# Required actions
A - Reproduce word for word the part of the road-trip passage that begins at the words "So, in May Daddy" and stops after "And that’s okay.".
B - According to the road-trip passage, between which two places did Daddy's truck transport them?

# Supplied passage
Negativity breeds negativity.
Those whose vision has been focused far too long on the unfavorable may miss the favorable that exists alongside it. I had grown angry and uncomfortable, believing myself to be in a place I no longer belonged. Truth be told, I was tired of fighting a war within my heart to find a reason to stay. So, after spending over half my college career in Oklahoma, I, the girl who had proclaimed she would never move back home, made a firm and unwavering decision-I would return to Texas.
So, in May Daddy came to get my sister (who had decided to go home as well) and me. The stress of meeting expectations to “not be a quitter” melted away with that one decision. I didn’t see it as quitting, but as shifting gears and taking another turn on my journey. I’ve learned life rarely runs in a straight line. And that’s okay.
Music filled my soul, and Daddy’s truck, as we rolled out onto the highway, our belongings stuffed tightly inside the old white character-building Buick we towed behind us. Elton John celebrated the journey with us with “Crocodile Rock” followed by the Temptations singing “My Girl”, Marvin Gaye “I Heard it Through the Grapevine” and Diana Ross “Stop in the Name of Love”.
All songs that screamed, “Sing along with me!”
So, we did…at the top of our lungs, hand movements included, drums on the steering wheel and dashboard, bass drum on the floor and unadulterated joy in our hearts.
Daddy’s truck may have been the vehicle that transported us from Tulsa to Lumberton, but it was the music that transported us through time and space, providing a source of commonality, unity and harmony. As we drove toward home, music in our soul, the bitter taste of what lay behind began to wash away in the moment.
Music does that. For me, it seems to bring everything into focus or helps shift my focus. The psalmist tells us to sing and make a joyful noise. Paul tells us to sing to one another in encouraging songs of praise. Why? Because music heals!
I bet you have a favorite song somewhere that got you through a tough place or provided comfort. Music can help heal our hearts and minds. Scientists tell us music can also help heal our bodies!

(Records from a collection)
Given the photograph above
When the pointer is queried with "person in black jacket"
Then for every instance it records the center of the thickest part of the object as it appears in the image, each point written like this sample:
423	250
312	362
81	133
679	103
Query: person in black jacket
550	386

# Expected responses
A -
So, in May Daddy came to get my sister (who had decided to go home as well) and me. The stress of meeting expectations to “not be a quitter” melted away with that one decision. I didn’t see it as quitting, but as shifting gears and taking another turn on my journey. I’ve learned life rarely runs in a straight line. And that’s okay.

B - From Tulsa to Lumberton.